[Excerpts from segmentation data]
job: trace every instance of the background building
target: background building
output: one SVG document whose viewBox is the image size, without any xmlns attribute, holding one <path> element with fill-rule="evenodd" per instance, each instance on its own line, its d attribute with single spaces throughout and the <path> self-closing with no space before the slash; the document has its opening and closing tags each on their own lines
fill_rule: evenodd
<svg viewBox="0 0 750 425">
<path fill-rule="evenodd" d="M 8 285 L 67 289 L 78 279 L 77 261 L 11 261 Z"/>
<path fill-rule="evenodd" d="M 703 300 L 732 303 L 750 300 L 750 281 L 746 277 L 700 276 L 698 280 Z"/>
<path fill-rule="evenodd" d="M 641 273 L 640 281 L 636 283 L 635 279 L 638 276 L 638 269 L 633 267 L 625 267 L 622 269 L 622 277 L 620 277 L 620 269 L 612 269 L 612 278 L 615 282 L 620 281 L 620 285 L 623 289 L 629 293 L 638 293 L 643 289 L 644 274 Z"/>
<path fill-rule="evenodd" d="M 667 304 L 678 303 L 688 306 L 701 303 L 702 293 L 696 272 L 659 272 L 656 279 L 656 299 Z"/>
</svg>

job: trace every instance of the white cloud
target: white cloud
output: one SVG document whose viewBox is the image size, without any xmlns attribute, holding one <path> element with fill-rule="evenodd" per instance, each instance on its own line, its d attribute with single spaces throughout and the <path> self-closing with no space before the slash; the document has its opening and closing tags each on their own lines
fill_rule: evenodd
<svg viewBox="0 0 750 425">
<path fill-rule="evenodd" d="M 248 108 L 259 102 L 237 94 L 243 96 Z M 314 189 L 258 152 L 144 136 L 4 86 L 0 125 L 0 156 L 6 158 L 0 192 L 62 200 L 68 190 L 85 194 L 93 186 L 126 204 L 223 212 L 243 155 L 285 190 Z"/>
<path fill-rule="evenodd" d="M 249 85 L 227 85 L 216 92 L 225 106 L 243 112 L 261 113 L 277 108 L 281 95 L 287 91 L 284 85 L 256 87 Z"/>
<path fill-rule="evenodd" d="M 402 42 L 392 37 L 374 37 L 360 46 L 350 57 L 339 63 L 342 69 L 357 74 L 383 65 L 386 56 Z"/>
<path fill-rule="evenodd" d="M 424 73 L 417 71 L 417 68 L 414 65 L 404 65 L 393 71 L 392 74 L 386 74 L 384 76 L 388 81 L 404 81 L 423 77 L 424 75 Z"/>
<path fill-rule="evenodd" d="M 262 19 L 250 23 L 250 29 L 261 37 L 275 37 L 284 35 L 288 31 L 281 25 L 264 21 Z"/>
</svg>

EXERCISE AIM: Can you lay out every line of the data above as a Markdown table with the columns Row and Line, numbering the rows and leaving out blank lines?

SOLUTION TO THE PROBLEM:
| Row | Line |
|---|---|
| 1 | job: trace every instance of the background building |
| 2 | target: background building |
| 3 | output: one SVG document whose viewBox is the image size, without any xmlns attribute, holding one <path> element with fill-rule="evenodd" per instance, each instance on its own line, its d attribute with single spaces throughout and the <path> self-closing with no space before the slash; the document has its opening and closing tags each on their own lines |
| 4 | fill_rule: evenodd |
| 5 | <svg viewBox="0 0 750 425"> |
| 6 | <path fill-rule="evenodd" d="M 8 285 L 67 289 L 78 279 L 77 261 L 11 261 Z"/> |
| 7 | <path fill-rule="evenodd" d="M 703 300 L 732 303 L 750 300 L 750 281 L 746 277 L 700 276 L 698 280 Z"/> |
| 8 | <path fill-rule="evenodd" d="M 641 273 L 640 281 L 636 283 L 635 279 L 638 276 L 638 269 L 633 267 L 625 267 L 622 269 L 622 277 L 620 277 L 620 269 L 612 269 L 612 278 L 615 282 L 620 281 L 620 285 L 623 289 L 629 293 L 638 293 L 643 289 L 644 274 Z"/> |
| 9 | <path fill-rule="evenodd" d="M 667 304 L 678 303 L 688 306 L 701 303 L 702 293 L 696 272 L 659 272 L 656 279 L 656 299 Z"/> |
| 10 | </svg> |
| 11 | job: trace every instance of the white cloud |
| 12 | target: white cloud |
| 13 | output: one SVG document whose viewBox is the image size, without any xmlns attribute, holding one <path> element with fill-rule="evenodd" per instance, each instance on its own line, its d attribute with single spaces throughout and the <path> self-closing with no space before the slash; the document has its opening and closing tags each on their own lines |
| 14 | fill_rule: evenodd |
| 15 | <svg viewBox="0 0 750 425"> |
| 16 | <path fill-rule="evenodd" d="M 248 108 L 259 102 L 237 94 L 243 96 Z M 314 189 L 258 152 L 144 136 L 4 86 L 0 125 L 0 156 L 6 158 L 0 192 L 62 200 L 68 190 L 85 194 L 93 186 L 126 204 L 223 212 L 243 155 L 285 190 Z"/> |
| 17 | <path fill-rule="evenodd" d="M 249 85 L 227 85 L 216 92 L 225 106 L 243 112 L 261 113 L 277 108 L 281 95 L 287 91 L 284 85 L 256 87 Z"/> |
| 18 | <path fill-rule="evenodd" d="M 402 42 L 392 37 L 374 37 L 360 46 L 350 57 L 339 63 L 342 69 L 357 74 L 383 65 L 386 56 Z"/> |
| 19 | <path fill-rule="evenodd" d="M 424 73 L 417 71 L 417 68 L 414 65 L 404 65 L 393 71 L 392 74 L 386 74 L 384 76 L 388 81 L 404 81 L 423 77 L 424 75 Z"/> |
| 20 | <path fill-rule="evenodd" d="M 262 19 L 250 23 L 250 29 L 261 37 L 275 37 L 284 35 L 288 31 L 281 25 L 264 21 Z"/> |
| 21 | </svg> |